[Short exercise]:
In the rows below, switch every "eyeglasses" to "spectacles" and leave everything else as it is.
┏━━
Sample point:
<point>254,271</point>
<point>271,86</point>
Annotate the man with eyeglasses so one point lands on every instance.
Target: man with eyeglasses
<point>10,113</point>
┗━━
[Response for this exercise]:
Sample point:
<point>254,271</point>
<point>271,86</point>
Annotate the man with spectacles so one point lands on every instance.
Target: man with spectacles
<point>10,113</point>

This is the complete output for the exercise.